-- start DATA SUPPLIED --

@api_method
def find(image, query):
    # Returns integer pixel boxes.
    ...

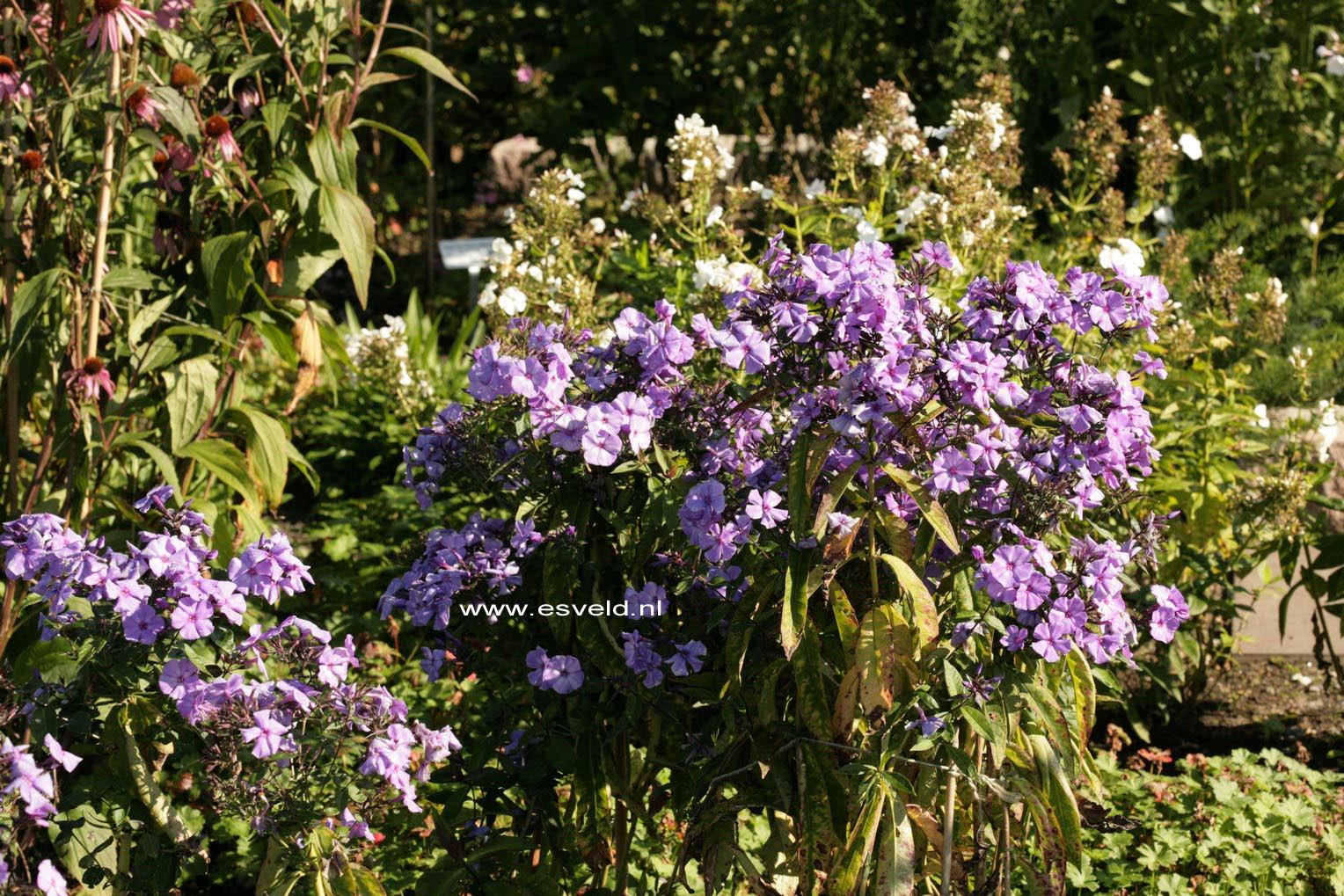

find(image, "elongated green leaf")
[113,433,181,494]
[1013,778,1069,896]
[164,356,219,453]
[201,232,254,328]
[383,47,476,99]
[0,267,66,369]
[127,295,172,348]
[178,440,260,506]
[870,798,916,896]
[349,118,435,173]
[231,404,289,506]
[318,184,374,308]
[790,624,830,740]
[1066,645,1097,761]
[1028,735,1084,863]
[853,603,918,715]
[881,463,961,553]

-- end DATA SUPPLIED --

- _GOAL OF THE EXERCISE_
Rewrite all the records above, swapping each occurrence of "find" for "locate" and keeping every other character the same. Leave the pictures out of your answer.

- _RESULT OF THIS EXERCISE_
@api_method
def locate(image, query):
    # Returns integer pixel boxes.
    ...


locate(image, "elongated green leaf")
[113,433,181,494]
[1013,778,1069,896]
[164,356,219,453]
[201,232,254,328]
[383,47,476,99]
[0,267,66,369]
[127,295,172,348]
[178,440,260,506]
[870,798,916,896]
[349,118,435,173]
[231,404,289,506]
[318,184,374,308]
[790,624,830,740]
[1066,645,1097,761]
[1028,735,1084,863]
[853,603,918,715]
[881,463,961,553]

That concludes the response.